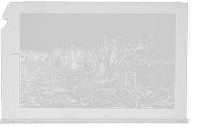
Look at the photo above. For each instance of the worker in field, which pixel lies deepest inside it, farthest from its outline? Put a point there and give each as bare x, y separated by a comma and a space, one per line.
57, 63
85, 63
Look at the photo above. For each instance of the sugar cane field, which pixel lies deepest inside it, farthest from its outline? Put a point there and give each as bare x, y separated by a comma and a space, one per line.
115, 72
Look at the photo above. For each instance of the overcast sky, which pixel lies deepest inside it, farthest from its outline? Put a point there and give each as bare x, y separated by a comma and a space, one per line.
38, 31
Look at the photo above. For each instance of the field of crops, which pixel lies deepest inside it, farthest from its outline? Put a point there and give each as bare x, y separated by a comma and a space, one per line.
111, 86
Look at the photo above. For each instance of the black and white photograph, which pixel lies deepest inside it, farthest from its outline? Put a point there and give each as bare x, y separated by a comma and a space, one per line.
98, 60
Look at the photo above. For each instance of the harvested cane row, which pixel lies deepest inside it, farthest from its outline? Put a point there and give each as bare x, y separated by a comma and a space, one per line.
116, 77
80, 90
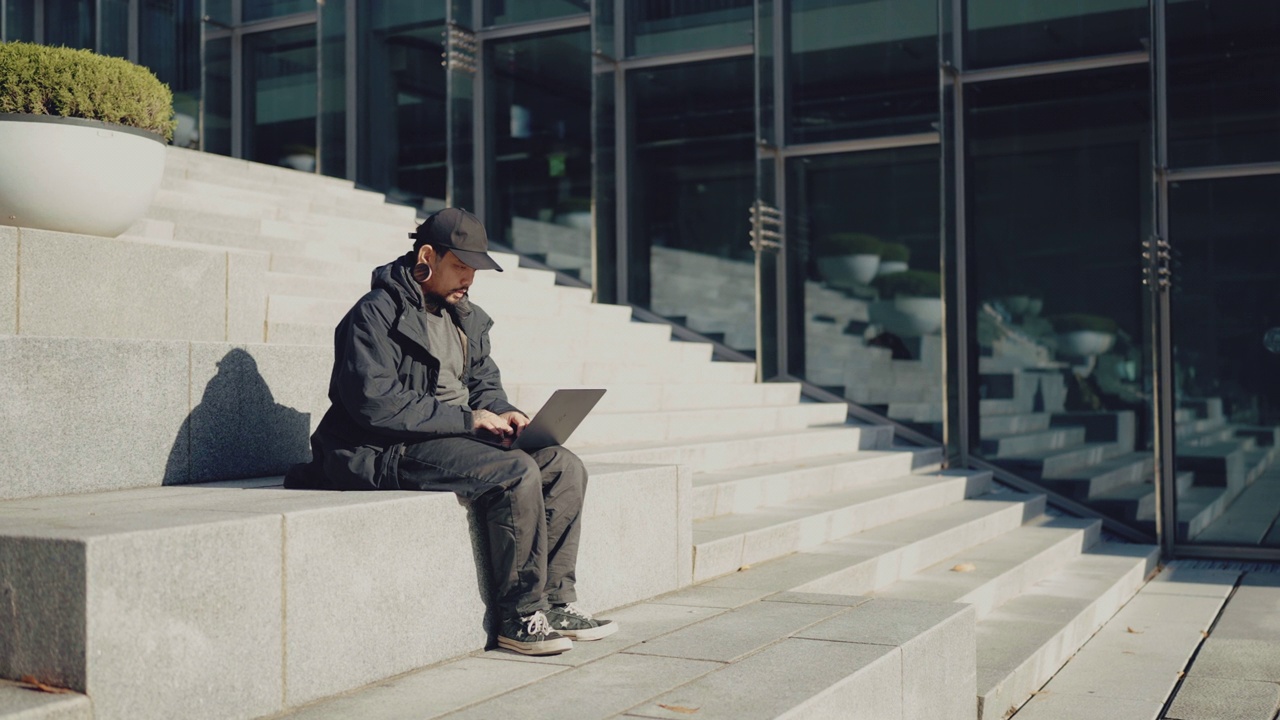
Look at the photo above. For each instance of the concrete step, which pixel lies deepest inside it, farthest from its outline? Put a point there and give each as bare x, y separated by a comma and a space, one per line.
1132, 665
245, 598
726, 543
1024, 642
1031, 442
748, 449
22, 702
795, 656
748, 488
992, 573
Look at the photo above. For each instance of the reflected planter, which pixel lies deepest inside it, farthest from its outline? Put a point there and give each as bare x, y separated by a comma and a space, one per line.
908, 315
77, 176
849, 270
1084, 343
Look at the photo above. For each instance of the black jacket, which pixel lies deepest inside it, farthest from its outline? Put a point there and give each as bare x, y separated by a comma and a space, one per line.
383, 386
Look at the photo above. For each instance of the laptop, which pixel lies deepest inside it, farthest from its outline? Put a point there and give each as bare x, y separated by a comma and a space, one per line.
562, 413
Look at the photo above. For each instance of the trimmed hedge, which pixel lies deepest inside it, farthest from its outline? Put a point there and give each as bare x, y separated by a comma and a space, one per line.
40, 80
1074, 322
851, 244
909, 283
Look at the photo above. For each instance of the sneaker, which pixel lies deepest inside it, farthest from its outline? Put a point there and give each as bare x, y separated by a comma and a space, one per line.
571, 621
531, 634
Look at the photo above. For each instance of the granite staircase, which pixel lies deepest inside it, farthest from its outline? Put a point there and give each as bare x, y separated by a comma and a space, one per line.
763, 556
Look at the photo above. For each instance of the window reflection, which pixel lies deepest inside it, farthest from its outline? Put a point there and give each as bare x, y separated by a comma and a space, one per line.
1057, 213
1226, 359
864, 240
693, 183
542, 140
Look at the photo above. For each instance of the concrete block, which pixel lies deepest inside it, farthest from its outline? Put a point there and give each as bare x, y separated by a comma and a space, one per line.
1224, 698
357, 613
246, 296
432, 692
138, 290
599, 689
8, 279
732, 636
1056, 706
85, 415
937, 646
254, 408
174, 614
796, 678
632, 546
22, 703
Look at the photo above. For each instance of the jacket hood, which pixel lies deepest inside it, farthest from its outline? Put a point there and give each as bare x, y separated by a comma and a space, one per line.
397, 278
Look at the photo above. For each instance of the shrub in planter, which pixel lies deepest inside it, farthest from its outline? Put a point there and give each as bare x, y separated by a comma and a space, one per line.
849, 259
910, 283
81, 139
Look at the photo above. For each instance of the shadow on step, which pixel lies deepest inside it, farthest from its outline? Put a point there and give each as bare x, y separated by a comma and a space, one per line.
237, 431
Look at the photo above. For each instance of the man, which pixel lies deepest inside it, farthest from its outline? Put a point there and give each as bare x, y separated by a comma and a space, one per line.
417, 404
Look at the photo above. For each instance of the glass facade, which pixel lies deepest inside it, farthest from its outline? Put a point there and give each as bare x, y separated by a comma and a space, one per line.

GIVEN INSTRUCTION
Your copy should hold every record word for word and none of the pictures.

RESULT FOR THIS EXERCISE
Look at the photo above. For each instance of the worker in field, which pixel lies deepest inside it, farthest from its outline? Put a point there and give each as bare x, y separated by a comma and a space, one per line.
57, 63
85, 63
Look at the photo above. For each instance of the sugar cane field, which pixel lies deepest inside it, farthest from its outline? Put a point there and give each as bare x, y separated by a comma and a space, one per line.
115, 72
Look at the photo above. For each instance of the overcast sky, which pixel lies deepest inside it, farthest from its outline? Put a point there and give each as bare x, y separated by a comma and a space, one per line.
38, 31
Look at the photo above. For each instance of the field of crops, which pixel lies deepest inside it, farthest from its outline? Put a point there and give each as bare x, y separated by a comma and a space, one per line.
111, 86
Look at the photo above. For each instance of the black and white photograph, which pixel lies deepest inside it, farthest from its outline? Put a point there and give each as bare x, y separated by a comma and a space, one per line.
98, 60
Look at the photo above. For each instance of the harvested cane row, which pixel lies deepest inside it, farthest from its outline? Put a point there and give each as bare x, y separated by a comma and a space, one per line.
116, 77
80, 90
Look at the photo above. For each instance of the concrete step, which pixel lies deepest inside it, farthest from its outline? Put a point there and give each as bare x, y separated by a comma and a space, one per line.
1132, 665
245, 598
726, 543
1024, 642
1031, 442
748, 449
22, 702
795, 656
748, 488
992, 573
Look at the photo above. For each instance of the reflected planter, which pixel lies deepest inside it, farthest from its outline? Put a point there and give each as bare x, y separated by a comma and a space, one per line.
908, 315
77, 176
849, 270
1084, 343
Look at the photo above. For each instance of the black jacket, which pixel lies deepest inside it, farthest from its outline? Put a point there and give each as bare x, y separated by a comma and a space, one per line.
383, 386
Look at the photo above. For each instance of the laptop, which pixel lies deepest inside it, farthest from its outline? Put a point there and give each as bare x, y separated by a comma and a space, one per line.
562, 413
Look at the photo above. For each instance of the trimmed hedge, which pixel lies deepest inside it, farthest from its outline? Put a point there and give each as bare x, y separated by a comma and a space, one per line.
40, 80
1074, 322
851, 244
909, 283
Look at the photo above. For each instance of the sneaker, which pixel lies deepest inside it, farthest from its outline? Put a point there and give each as bare x, y separated by a comma and a space, one per line.
571, 621
531, 634
Look at the photo above. For each instance of the granite staircase, which pixel lies deepest inside it, farthest from its outline? Put a point there and give each as bare x, y separated by a comma and a space, one per line.
763, 556
Look at the photo above. For each instance of the window reflection, which pixel lies deepest inside it, farthest from its outline? Put a point there and give each as bare x, y separated by a comma and a space, one per line.
1057, 213
1226, 359
864, 240
693, 183
542, 140
Look at the photo above. For each instance of the concrete block, which pixel lies deepest inside it, farthest from its outline? Put a point there and give each as bare x, y separated by a comma and a space, one per line.
1224, 698
357, 613
246, 296
432, 692
138, 290
599, 689
8, 279
732, 636
1056, 706
85, 415
937, 646
254, 408
174, 614
796, 678
632, 546
22, 703
Look at the photo above. For each instance of the jacket hood, which pixel lies deepest inside it, farthest from its outline? Put a point there and give each as bare x, y separated by a comma and a space, one per line.
397, 278
Look at the photo above. For each instance of the shrub in planter, which pixel lies deepest inside it, farthest from its outline? Put a point there and give each as bare x, y separated by a comma and a space, one per line.
849, 259
910, 283
81, 139
Look at the photo above. For each instance of the shadow on step, which pixel lies deepest inside it, farthest from its outline? Put a point there and give each as bare x, y separated by a comma and a space, one per line.
237, 431
Look at the photo above. For each instance of the man, which pixel lies deepest inside it, farthest from its outline? Put a point there and give each as bare x, y separated by a comma and a space, one per line.
417, 404
Look at the photo above. For each instance of the glass facade, which pixel lies deepest inside it, farthest from its outline? Put a point there and give each as bare x, y separated by a comma and a space, one per line.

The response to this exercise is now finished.